Il n’y a pas de mots pour décrire la tragédie humanitaire qui se déroule à Gaza. Utiliser la faim comme une arme de guerre est inadmissible. Israël doit accepter un cessez-le-feu, autoriser l’entrée de l’aide humanitaire et respecter les lois internationales à Gaza. Il doit également mettre fin aux activités illégales des colons en Cisjordanie. Ce que cherche Israël, c’est de compromettre la viabilité d’un État palestinien.
Certains craignent que l’opération militaire à Gaza vise à annexer le territoire palestinien et à déplacer sa population. Sans territoire, il n’y aurait pas d’État palestinien. Est-ce là la ligne rouge pour l’Europe ?
Oui, cela ne peut pas arriver.
Il est évident qu’en termes militaires, l’objectif poursuivi par Israël est soit un terrible échec, soit quelque chose de complètement différent de la destruction du Hamas. Après deux ans de guerre, des dizaines de milliers de morts et une destruction terrible à Gaza, le Hamas conserve ses capacités opérationnelles.
Deux possibilités expliquent cette situation : soit l’opération a été un échec parce qu’elle n’a pas réussi à détruire le Hamas, soit le véritable objectif était autre.
Quel serait cet objectif ?
La destruction de Gaza afin de rendre impossible toute coexistence pacifique des Palestiniens dans un État souverain.
Le président espagnol, Pedro Sánchez, a qualifié la guerre à Gaza de « génocide » et a invité à ne pas craindre d’utiliser ce terme, même s’il ne fait pas l’unanimité. La divergence d’opinion au sein du Conseil européen sur cette question est-elle insurmontable ?
C’est un exemple de la difficulté que nous rencontrons pour construire une position commune à partir de sensibilités nationales très différentes.
Pendant des mois, nous avons eu beaucoup de mal à établir une position commune au sein du Conseil. Lors de la dernière réunion, nous sommes toutefois parvenus à un accord condamnant le blocage de l’aide humanitaire et demandant un cessez-le-feu. Mais le chemin a été vraiment difficile. Les Autrichiens, les Tchèques, les Allemands ou les Hongrois ont une perception très différente de celle des autres États membres. Il est très difficile de parvenir à l’unanimité sur des sentiments.

:: Données de pointage de régions ::
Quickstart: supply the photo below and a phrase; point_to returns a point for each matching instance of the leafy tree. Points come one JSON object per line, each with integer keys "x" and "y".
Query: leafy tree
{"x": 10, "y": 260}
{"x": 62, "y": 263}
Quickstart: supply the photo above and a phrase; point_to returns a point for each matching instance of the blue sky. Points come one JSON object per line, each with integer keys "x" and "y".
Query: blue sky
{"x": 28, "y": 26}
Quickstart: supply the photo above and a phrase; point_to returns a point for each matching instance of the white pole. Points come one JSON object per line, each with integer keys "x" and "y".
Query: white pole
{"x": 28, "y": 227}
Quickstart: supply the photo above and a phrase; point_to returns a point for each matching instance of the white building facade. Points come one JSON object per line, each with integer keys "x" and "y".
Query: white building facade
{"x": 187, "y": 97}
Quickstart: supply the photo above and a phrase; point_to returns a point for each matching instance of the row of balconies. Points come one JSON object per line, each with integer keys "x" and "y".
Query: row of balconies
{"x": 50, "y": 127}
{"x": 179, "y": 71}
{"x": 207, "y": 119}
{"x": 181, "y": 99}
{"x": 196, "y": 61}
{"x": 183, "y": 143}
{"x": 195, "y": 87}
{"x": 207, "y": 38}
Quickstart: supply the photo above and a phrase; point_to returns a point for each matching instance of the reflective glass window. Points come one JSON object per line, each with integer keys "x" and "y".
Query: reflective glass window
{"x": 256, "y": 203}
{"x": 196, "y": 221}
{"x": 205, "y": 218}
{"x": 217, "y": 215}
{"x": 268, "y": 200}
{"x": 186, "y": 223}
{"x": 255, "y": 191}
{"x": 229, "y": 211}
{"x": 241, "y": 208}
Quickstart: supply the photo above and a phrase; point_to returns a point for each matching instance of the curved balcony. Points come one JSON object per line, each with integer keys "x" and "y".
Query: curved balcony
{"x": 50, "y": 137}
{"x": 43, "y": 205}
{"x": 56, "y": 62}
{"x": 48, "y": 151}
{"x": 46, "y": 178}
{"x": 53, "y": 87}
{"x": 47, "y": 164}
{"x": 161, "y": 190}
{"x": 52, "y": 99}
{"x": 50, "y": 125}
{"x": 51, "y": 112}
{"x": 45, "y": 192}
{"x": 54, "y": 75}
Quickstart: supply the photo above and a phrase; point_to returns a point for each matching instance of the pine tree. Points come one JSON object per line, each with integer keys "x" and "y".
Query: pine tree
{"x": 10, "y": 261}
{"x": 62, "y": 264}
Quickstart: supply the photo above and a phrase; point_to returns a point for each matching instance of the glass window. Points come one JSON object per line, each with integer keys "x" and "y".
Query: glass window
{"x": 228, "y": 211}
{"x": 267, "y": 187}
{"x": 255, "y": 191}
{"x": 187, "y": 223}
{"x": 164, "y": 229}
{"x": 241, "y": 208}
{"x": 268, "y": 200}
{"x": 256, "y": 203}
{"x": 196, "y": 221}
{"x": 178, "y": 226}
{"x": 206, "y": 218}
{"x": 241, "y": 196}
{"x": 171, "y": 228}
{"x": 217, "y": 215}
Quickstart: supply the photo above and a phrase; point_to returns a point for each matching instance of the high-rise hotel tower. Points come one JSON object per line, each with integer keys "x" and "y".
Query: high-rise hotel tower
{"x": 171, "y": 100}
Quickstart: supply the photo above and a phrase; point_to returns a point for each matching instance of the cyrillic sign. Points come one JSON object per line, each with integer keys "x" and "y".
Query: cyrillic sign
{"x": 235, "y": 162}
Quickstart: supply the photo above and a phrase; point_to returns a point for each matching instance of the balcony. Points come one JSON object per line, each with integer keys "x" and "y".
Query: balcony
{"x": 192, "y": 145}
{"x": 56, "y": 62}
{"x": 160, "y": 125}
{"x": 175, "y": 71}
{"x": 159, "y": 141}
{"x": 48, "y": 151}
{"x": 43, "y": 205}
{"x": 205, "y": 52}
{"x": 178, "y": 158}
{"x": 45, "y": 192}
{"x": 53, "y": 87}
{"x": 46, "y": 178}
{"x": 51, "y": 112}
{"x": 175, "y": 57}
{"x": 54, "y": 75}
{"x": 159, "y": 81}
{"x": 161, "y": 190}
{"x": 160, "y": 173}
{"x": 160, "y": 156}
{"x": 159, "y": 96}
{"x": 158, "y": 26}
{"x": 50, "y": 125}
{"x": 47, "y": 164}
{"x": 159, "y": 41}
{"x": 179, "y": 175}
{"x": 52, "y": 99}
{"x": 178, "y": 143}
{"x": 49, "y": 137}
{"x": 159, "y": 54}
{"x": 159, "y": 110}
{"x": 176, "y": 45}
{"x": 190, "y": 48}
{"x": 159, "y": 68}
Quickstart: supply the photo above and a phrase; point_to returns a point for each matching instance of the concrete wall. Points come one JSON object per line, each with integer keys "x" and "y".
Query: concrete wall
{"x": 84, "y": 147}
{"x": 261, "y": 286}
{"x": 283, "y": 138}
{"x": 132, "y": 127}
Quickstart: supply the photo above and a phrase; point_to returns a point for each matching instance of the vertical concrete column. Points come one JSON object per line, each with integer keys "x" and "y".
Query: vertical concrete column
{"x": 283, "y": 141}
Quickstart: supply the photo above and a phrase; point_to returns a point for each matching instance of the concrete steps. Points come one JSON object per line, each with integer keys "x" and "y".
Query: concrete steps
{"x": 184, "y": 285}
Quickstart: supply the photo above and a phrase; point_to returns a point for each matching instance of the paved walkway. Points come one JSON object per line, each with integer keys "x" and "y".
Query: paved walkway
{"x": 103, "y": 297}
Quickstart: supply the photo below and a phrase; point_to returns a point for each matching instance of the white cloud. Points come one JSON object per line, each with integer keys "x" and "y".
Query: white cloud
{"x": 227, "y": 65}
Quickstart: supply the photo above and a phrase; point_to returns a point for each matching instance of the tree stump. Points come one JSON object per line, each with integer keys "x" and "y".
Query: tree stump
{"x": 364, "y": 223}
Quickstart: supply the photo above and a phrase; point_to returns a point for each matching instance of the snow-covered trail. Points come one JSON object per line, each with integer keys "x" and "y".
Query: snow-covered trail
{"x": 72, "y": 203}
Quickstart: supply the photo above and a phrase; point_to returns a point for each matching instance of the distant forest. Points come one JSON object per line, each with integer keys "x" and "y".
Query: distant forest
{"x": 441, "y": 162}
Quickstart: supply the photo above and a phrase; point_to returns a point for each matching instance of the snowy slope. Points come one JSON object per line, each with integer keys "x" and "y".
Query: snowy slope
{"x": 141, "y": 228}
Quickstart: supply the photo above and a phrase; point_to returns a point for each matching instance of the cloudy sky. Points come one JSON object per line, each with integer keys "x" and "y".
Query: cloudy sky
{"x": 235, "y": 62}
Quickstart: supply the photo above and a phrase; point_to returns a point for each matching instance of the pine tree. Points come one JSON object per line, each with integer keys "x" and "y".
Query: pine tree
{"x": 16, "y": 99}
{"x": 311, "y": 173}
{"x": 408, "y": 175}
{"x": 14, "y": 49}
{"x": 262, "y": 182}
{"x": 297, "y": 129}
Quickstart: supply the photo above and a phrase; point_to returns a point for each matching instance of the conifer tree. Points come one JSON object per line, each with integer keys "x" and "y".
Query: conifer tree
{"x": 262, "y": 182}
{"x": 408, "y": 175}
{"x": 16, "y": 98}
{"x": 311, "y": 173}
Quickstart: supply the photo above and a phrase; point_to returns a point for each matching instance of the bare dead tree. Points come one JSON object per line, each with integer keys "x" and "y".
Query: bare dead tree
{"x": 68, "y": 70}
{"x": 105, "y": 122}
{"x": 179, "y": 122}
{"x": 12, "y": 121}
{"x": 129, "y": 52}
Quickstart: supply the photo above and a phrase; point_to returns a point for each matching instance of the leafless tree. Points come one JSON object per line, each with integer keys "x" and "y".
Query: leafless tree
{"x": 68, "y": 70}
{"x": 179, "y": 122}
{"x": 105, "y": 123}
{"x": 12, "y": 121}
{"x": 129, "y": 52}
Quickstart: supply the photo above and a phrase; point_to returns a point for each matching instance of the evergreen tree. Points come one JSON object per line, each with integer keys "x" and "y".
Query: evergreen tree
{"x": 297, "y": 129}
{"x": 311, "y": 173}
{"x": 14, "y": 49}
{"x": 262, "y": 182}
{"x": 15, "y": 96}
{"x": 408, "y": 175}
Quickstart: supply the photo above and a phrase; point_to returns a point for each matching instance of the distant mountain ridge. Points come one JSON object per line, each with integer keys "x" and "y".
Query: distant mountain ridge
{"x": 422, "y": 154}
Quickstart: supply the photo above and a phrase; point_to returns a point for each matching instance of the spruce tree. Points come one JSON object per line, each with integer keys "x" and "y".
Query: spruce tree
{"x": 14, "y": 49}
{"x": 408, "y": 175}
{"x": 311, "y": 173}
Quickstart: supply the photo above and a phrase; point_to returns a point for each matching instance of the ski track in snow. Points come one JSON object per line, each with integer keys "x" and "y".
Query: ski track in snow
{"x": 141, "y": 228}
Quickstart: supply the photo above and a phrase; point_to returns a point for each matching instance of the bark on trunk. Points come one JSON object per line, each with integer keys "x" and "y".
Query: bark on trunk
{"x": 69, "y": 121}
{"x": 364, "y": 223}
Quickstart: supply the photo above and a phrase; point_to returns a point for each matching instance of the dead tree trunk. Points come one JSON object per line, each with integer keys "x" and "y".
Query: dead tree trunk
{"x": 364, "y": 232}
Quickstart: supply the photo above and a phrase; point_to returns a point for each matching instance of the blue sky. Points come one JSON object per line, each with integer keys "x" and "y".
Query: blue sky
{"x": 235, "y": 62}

:: Énoncé de tâche ::
Dans l'extrait sur Gaza, quel accord le Conseil a-t-il conclu lors de sa dernière réunion ?

:: Réponse finale ::
Un accord condamnant le blocage de l'aide humanitaire et demandant un cessez-le-feu.